## TASK DIRECTIONS
Write out exactly, with no other output, the lines below from the one that contains "brown leaf. Produce a box around each one." through the end.

'''

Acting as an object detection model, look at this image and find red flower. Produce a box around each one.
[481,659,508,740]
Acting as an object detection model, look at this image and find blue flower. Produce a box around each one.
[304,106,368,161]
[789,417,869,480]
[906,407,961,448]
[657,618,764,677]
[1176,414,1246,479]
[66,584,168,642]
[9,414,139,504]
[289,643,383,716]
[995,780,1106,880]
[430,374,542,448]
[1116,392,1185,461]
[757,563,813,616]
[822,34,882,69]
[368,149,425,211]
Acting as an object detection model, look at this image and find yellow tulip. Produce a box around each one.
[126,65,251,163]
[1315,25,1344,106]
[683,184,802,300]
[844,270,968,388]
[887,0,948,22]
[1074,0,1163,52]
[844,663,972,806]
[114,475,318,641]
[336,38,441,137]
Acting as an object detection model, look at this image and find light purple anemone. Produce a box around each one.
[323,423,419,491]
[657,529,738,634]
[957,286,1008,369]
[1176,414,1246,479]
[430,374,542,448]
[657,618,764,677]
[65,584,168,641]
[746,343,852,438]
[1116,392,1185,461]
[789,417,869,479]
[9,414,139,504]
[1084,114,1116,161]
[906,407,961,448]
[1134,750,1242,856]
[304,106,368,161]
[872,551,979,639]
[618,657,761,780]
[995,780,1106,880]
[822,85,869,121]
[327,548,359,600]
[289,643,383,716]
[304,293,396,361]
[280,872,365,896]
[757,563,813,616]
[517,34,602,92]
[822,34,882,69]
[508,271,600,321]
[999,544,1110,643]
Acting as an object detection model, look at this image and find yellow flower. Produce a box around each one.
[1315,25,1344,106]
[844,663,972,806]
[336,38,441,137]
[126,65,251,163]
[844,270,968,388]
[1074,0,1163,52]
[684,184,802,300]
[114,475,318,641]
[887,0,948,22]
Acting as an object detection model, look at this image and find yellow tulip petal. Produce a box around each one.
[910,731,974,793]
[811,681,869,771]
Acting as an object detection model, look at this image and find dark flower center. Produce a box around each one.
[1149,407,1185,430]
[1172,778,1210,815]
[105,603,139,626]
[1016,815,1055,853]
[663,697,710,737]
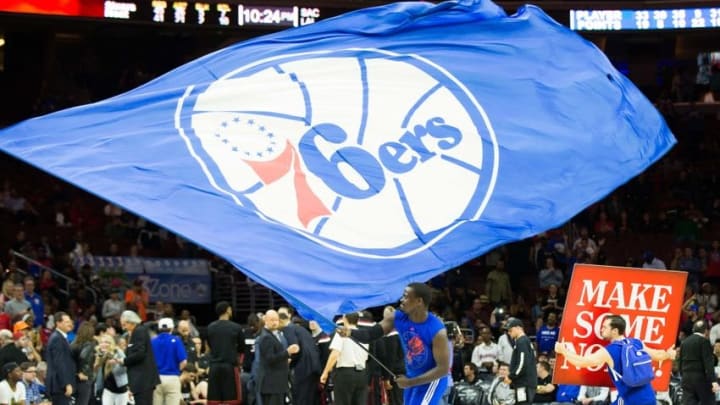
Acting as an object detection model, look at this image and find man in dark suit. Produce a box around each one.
[256,310,300,405]
[45,312,77,405]
[679,320,719,405]
[278,308,321,405]
[119,311,160,405]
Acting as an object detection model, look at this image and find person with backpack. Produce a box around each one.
[678,319,720,405]
[555,315,676,405]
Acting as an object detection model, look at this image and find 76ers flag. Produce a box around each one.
[0,0,675,326]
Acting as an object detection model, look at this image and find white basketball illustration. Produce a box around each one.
[179,50,498,257]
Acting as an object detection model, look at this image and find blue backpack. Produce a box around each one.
[610,339,655,387]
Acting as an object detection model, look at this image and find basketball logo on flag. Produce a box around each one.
[176,49,498,258]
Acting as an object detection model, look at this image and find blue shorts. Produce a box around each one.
[403,376,448,405]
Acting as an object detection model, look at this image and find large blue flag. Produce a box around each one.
[0,0,675,326]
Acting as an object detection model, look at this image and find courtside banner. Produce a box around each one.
[553,264,687,391]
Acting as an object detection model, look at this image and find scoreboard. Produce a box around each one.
[0,0,323,28]
[570,7,720,31]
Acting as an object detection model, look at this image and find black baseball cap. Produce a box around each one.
[505,318,523,329]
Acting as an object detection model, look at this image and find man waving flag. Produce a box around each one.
[0,0,675,328]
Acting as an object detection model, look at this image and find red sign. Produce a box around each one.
[0,0,104,17]
[553,264,687,391]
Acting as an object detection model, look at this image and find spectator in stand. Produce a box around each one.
[533,361,557,404]
[594,211,615,235]
[640,211,657,232]
[705,240,720,285]
[551,384,580,405]
[470,327,500,375]
[0,305,13,330]
[102,289,125,320]
[573,227,598,255]
[0,362,27,405]
[498,320,515,364]
[5,283,32,320]
[535,312,560,353]
[464,294,492,325]
[0,278,15,305]
[45,312,77,405]
[538,257,564,289]
[616,210,633,236]
[487,363,515,405]
[643,250,666,270]
[95,335,128,405]
[119,308,160,405]
[462,363,483,386]
[177,320,199,367]
[695,281,718,316]
[125,278,150,322]
[37,361,47,397]
[38,270,57,294]
[70,322,95,405]
[678,247,702,290]
[541,284,565,316]
[24,276,45,326]
[20,361,44,405]
[670,248,683,270]
[179,310,200,338]
[485,259,512,306]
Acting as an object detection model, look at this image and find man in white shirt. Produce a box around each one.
[488,363,515,405]
[498,321,513,364]
[320,312,368,405]
[470,327,500,374]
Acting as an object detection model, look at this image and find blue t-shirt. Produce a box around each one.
[395,310,445,378]
[151,332,187,375]
[605,338,655,405]
[535,325,560,353]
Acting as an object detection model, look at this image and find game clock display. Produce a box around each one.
[570,7,720,31]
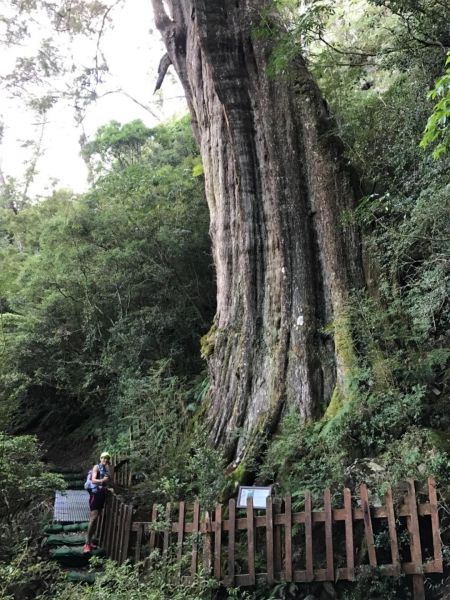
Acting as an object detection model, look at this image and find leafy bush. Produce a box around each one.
[44,554,252,600]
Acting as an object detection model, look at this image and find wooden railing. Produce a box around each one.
[95,479,443,600]
[96,491,133,564]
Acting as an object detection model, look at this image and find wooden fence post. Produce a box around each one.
[203,511,212,577]
[266,496,275,585]
[406,479,425,600]
[228,498,236,586]
[284,495,293,581]
[247,496,256,585]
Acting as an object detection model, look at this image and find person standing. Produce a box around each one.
[83,452,113,553]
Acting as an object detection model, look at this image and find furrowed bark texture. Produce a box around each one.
[152,0,360,463]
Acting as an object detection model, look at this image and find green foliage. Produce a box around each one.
[420,53,450,158]
[43,553,252,600]
[0,432,65,599]
[0,432,64,548]
[0,119,214,431]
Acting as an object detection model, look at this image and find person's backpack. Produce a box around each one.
[84,469,95,492]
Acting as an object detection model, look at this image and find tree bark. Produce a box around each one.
[152,0,361,464]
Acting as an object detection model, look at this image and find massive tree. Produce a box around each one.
[152,0,361,465]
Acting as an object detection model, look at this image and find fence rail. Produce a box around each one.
[95,479,443,600]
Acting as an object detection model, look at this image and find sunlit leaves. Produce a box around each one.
[420,53,450,159]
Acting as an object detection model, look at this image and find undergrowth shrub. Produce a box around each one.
[43,553,252,600]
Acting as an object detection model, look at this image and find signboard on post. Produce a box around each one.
[236,485,272,508]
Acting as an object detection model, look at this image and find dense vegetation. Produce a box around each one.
[0,0,450,600]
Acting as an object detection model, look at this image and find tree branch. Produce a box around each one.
[152,0,172,33]
[153,52,172,93]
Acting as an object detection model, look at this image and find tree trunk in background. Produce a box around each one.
[152,0,361,464]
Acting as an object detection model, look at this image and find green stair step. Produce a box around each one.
[48,466,83,477]
[44,523,63,533]
[50,546,105,567]
[67,479,84,490]
[46,533,86,546]
[66,571,97,584]
[62,522,89,533]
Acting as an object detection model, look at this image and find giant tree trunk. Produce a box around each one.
[152,0,360,463]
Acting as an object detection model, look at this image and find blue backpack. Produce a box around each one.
[84,464,108,493]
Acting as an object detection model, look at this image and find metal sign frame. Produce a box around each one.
[236,485,272,509]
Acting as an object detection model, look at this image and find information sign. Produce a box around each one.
[237,485,272,508]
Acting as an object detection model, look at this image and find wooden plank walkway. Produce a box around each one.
[53,490,89,523]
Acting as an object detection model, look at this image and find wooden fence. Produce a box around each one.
[96,492,133,564]
[96,479,443,600]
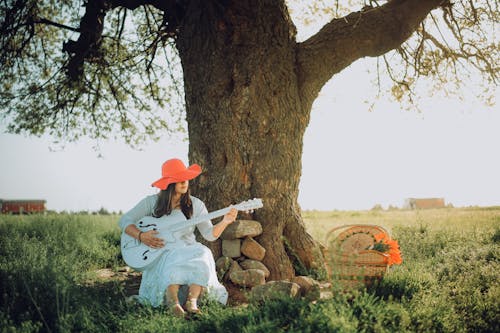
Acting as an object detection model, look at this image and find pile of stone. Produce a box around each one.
[215,220,320,301]
[215,220,269,288]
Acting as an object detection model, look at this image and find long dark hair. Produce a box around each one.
[153,183,193,219]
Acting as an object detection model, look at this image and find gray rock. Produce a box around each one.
[229,268,266,287]
[220,220,262,239]
[222,239,241,258]
[292,276,321,301]
[240,259,271,279]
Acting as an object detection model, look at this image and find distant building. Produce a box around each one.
[404,198,445,209]
[0,199,46,214]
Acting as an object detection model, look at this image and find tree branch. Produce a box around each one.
[62,0,183,81]
[297,0,446,103]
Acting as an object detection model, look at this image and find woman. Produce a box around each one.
[119,159,238,316]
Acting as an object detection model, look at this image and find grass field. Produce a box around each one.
[0,207,500,332]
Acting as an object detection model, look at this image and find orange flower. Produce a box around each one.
[373,233,403,266]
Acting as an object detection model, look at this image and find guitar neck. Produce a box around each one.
[160,207,231,232]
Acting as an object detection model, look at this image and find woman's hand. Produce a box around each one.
[140,230,165,249]
[221,208,238,225]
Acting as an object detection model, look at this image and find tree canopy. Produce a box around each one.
[0,0,500,145]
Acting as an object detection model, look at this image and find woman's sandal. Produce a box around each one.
[170,303,186,318]
[185,299,201,314]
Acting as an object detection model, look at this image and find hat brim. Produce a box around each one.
[151,164,201,190]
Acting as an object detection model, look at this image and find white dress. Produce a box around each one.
[119,195,228,307]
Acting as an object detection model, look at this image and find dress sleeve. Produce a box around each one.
[118,195,156,231]
[193,200,217,242]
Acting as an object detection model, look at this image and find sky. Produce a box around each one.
[0,3,500,211]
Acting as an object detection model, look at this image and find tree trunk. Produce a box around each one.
[177,0,322,280]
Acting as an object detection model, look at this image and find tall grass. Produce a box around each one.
[0,208,500,332]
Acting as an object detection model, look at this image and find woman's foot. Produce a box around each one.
[185,298,201,314]
[170,303,186,318]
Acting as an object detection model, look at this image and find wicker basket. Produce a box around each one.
[324,224,389,289]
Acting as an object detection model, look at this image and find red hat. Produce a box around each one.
[151,158,201,190]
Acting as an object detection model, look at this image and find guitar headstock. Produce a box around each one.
[233,198,264,211]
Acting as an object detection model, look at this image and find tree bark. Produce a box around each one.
[176,0,440,280]
[177,1,321,280]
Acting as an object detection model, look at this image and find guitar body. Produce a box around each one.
[120,199,263,271]
[121,215,184,271]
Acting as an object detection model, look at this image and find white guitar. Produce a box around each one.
[121,199,264,271]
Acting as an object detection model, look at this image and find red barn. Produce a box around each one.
[405,198,445,209]
[0,199,46,214]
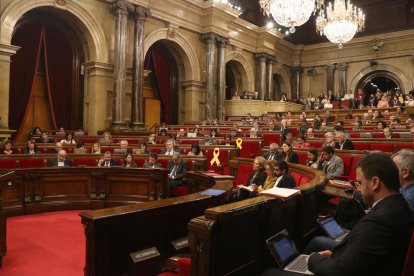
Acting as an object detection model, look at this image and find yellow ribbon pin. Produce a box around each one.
[236,138,243,149]
[210,148,220,166]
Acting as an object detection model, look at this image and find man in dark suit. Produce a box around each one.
[98,151,116,167]
[318,146,344,179]
[308,153,414,276]
[167,152,187,190]
[47,150,72,167]
[335,131,354,150]
[273,160,296,188]
[144,152,161,169]
[263,143,282,161]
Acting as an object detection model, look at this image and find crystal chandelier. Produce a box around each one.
[316,0,365,49]
[259,0,323,33]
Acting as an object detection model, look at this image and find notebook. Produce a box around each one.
[266,229,315,275]
[318,215,349,241]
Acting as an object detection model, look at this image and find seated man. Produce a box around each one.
[161,139,177,155]
[47,142,63,153]
[167,152,187,190]
[119,140,132,154]
[144,152,161,169]
[335,131,354,150]
[308,153,414,275]
[318,146,344,179]
[263,143,282,160]
[98,151,116,167]
[47,150,72,167]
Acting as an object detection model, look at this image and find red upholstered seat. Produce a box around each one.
[72,157,98,167]
[401,232,414,276]
[371,143,394,152]
[239,139,261,158]
[0,159,18,170]
[235,164,253,185]
[18,158,47,168]
[262,133,280,147]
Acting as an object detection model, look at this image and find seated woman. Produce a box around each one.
[231,156,266,201]
[122,153,137,168]
[139,142,151,154]
[99,132,114,144]
[294,135,310,149]
[60,132,76,145]
[282,141,299,164]
[91,143,102,154]
[251,160,277,195]
[187,143,203,156]
[306,148,319,169]
[74,141,87,154]
[0,140,15,154]
[23,141,40,154]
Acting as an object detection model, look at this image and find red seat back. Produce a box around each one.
[401,232,414,276]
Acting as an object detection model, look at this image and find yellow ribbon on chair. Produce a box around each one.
[236,138,243,149]
[210,148,220,166]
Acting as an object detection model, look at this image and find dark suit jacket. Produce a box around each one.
[144,161,162,169]
[244,170,266,186]
[47,157,72,167]
[167,160,187,180]
[276,174,296,188]
[263,151,282,161]
[335,139,354,150]
[309,194,414,276]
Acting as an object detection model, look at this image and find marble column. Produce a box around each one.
[111,0,133,129]
[291,67,303,99]
[201,33,216,121]
[266,55,276,100]
[131,5,151,130]
[338,63,349,96]
[216,36,229,121]
[254,53,267,100]
[0,44,20,128]
[325,64,336,92]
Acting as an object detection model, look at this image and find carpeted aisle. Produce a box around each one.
[0,211,85,276]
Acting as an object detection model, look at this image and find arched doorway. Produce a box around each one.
[357,71,401,98]
[9,8,84,142]
[144,40,179,126]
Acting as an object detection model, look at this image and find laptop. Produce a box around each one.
[318,215,349,241]
[266,229,315,275]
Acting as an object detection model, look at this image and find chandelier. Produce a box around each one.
[259,0,323,33]
[316,0,365,49]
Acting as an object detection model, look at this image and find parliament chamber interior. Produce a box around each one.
[0,0,414,276]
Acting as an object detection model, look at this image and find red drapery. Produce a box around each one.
[9,23,73,129]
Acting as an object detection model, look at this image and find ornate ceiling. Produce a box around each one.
[234,0,414,45]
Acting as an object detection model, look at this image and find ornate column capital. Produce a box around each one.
[216,36,230,48]
[325,64,336,71]
[134,5,152,21]
[111,0,134,14]
[254,53,268,62]
[200,32,217,44]
[290,66,303,74]
[336,63,349,71]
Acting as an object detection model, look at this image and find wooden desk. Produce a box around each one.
[0,171,15,267]
[81,173,232,276]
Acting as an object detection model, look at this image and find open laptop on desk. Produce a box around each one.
[266,229,315,275]
[318,215,349,241]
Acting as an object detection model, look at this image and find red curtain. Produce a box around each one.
[43,26,74,129]
[9,23,74,129]
[149,50,171,124]
[9,23,42,130]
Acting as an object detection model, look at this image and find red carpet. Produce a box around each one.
[0,211,85,276]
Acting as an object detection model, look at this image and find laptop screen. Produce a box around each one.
[318,216,345,239]
[266,230,299,269]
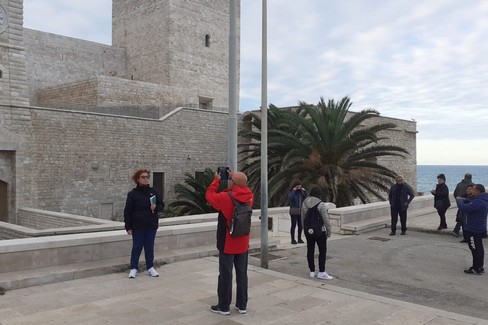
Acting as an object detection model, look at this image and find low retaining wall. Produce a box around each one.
[0,208,124,240]
[269,195,456,236]
[0,210,261,274]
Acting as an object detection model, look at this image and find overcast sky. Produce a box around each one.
[24,0,488,165]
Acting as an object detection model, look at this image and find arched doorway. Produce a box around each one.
[0,181,8,222]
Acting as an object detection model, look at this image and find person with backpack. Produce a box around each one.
[301,185,334,280]
[205,169,254,315]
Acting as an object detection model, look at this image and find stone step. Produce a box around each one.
[341,207,436,235]
[0,238,280,290]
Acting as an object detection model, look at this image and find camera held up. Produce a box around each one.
[217,167,229,181]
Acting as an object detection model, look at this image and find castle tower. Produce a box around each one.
[112,0,240,111]
[0,0,29,106]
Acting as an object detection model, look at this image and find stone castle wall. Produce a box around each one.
[112,0,238,110]
[0,0,29,105]
[24,28,127,107]
[0,106,227,219]
[37,75,198,119]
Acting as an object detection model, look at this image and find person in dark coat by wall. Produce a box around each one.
[124,169,164,279]
[456,184,488,275]
[452,173,474,237]
[431,174,451,230]
[288,183,308,244]
[388,176,415,236]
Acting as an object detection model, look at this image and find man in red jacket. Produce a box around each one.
[205,170,254,315]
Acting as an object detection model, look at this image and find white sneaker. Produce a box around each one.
[147,267,159,276]
[317,272,334,280]
[129,269,137,279]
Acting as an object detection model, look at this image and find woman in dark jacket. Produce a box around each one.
[124,169,164,278]
[288,184,308,244]
[431,174,451,230]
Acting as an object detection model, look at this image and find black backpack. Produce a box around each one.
[227,191,252,237]
[303,201,324,238]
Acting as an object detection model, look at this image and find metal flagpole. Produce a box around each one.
[261,0,268,269]
[227,0,237,171]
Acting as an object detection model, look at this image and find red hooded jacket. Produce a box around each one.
[205,178,254,254]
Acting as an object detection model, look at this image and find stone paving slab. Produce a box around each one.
[0,257,488,325]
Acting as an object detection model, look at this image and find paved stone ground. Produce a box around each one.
[0,257,488,325]
[0,206,488,325]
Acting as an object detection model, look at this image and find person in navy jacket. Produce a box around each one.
[288,183,308,245]
[456,184,488,274]
[388,176,415,236]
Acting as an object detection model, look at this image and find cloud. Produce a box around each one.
[24,0,488,164]
[24,0,112,44]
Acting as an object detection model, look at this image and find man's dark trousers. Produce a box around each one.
[217,252,247,311]
[390,206,407,232]
[467,233,485,270]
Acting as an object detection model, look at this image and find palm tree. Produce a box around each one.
[168,168,222,216]
[239,97,408,207]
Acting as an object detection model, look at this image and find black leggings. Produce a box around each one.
[305,232,327,272]
[437,209,447,227]
[467,233,485,270]
[290,216,302,239]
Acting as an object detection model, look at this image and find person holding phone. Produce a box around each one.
[124,169,164,279]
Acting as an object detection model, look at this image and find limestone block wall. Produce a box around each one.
[0,0,29,105]
[24,28,127,106]
[18,208,100,229]
[112,0,240,110]
[0,106,227,223]
[37,75,192,119]
[365,112,417,194]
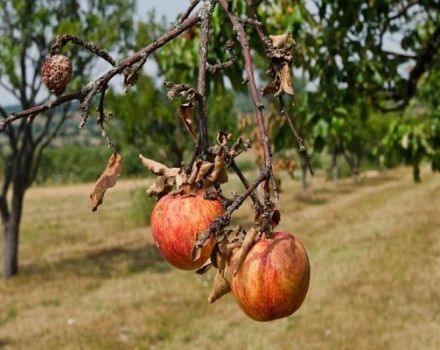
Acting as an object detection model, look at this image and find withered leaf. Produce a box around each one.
[217,131,232,145]
[269,33,295,49]
[208,271,231,304]
[179,101,197,143]
[196,260,213,275]
[139,154,185,197]
[90,153,122,211]
[139,154,180,176]
[262,83,279,96]
[191,230,212,261]
[208,152,228,184]
[234,227,258,276]
[147,176,173,197]
[280,63,295,96]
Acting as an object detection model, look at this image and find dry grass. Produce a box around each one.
[0,169,440,350]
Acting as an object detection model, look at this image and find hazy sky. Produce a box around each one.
[0,0,189,106]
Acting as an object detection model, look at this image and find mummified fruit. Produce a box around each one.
[41,54,72,95]
[151,192,223,270]
[229,232,310,321]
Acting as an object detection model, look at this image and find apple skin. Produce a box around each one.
[228,232,310,321]
[151,192,224,270]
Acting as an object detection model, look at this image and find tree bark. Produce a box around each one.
[301,158,309,192]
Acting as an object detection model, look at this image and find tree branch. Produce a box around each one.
[197,0,215,159]
[0,9,199,132]
[219,0,275,234]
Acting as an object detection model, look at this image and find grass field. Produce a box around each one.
[0,168,440,350]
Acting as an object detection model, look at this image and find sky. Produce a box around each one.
[0,0,189,106]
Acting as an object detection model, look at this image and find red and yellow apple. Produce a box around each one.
[228,232,310,321]
[151,192,223,270]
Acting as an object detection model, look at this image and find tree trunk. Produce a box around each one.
[3,191,24,278]
[331,151,339,186]
[301,158,309,192]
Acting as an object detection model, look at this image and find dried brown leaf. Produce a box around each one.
[280,63,295,96]
[269,33,295,49]
[217,131,232,145]
[179,101,197,143]
[90,153,122,211]
[139,154,180,177]
[208,271,231,304]
[139,154,185,196]
[147,175,173,197]
[196,260,213,275]
[262,84,279,96]
[234,227,258,276]
[207,152,228,184]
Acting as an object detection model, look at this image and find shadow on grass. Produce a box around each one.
[20,244,171,279]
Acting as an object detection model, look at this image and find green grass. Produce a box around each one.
[0,169,440,350]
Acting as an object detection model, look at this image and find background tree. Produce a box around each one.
[0,0,134,278]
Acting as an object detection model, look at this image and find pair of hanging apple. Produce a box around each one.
[151,192,310,321]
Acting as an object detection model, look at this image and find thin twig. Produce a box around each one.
[219,0,273,234]
[0,13,200,132]
[207,40,237,74]
[231,160,263,214]
[278,96,314,176]
[197,0,215,159]
[178,0,201,24]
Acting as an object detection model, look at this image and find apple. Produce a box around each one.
[228,232,310,321]
[151,192,224,270]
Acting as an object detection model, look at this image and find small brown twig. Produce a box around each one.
[219,0,273,234]
[193,168,270,254]
[278,96,314,176]
[0,13,200,132]
[207,40,237,74]
[196,0,216,160]
[230,160,263,214]
[96,90,117,153]
[177,0,201,24]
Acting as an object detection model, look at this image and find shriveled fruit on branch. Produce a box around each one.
[229,232,310,321]
[151,191,223,270]
[41,54,72,95]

'''

## FULL RESPONSE
Acting as an object detection model, look at this image and find dried brown leaf. Produce a box around each one.
[280,63,295,96]
[269,33,295,49]
[217,131,232,145]
[179,101,197,143]
[90,153,122,211]
[139,154,180,177]
[208,271,231,304]
[139,154,185,196]
[147,175,173,197]
[196,260,213,275]
[262,84,279,96]
[234,227,258,276]
[207,152,228,184]
Acting as an object detection model, look at this image and find shadow on grass. Produce a box around each one.
[20,244,171,279]
Acting as an object detection model, look at this image and find green grass. Produce a box around each one.
[0,169,440,350]
Acting as an object detection model, look at this image and find background tree. Produce a box around each one.
[0,0,134,278]
Acting as an object detection model, look at this image and find pair of hanging apple. Produce a box around each one.
[151,192,310,321]
Acting as an object detection model, look at this image and find thin twig. Produce a box around each one.
[219,0,273,234]
[0,13,200,132]
[207,40,237,74]
[231,160,263,214]
[278,96,314,176]
[197,0,215,159]
[178,0,201,24]
Acting as an object detection model, look at this image and find apple. Produce a box around each one.
[228,232,310,321]
[151,192,224,270]
Acting as an object detection model, look at this image and find small brown twig. Produce a box around each one.
[219,0,273,234]
[193,168,270,254]
[278,96,314,176]
[0,13,200,132]
[207,40,237,74]
[196,0,216,160]
[230,160,263,214]
[96,90,117,153]
[177,0,201,24]
Acting as an object detection model, look at this image and find shriveled fruit on branch. Produce a box around each one.
[229,232,310,321]
[151,191,223,270]
[41,54,72,95]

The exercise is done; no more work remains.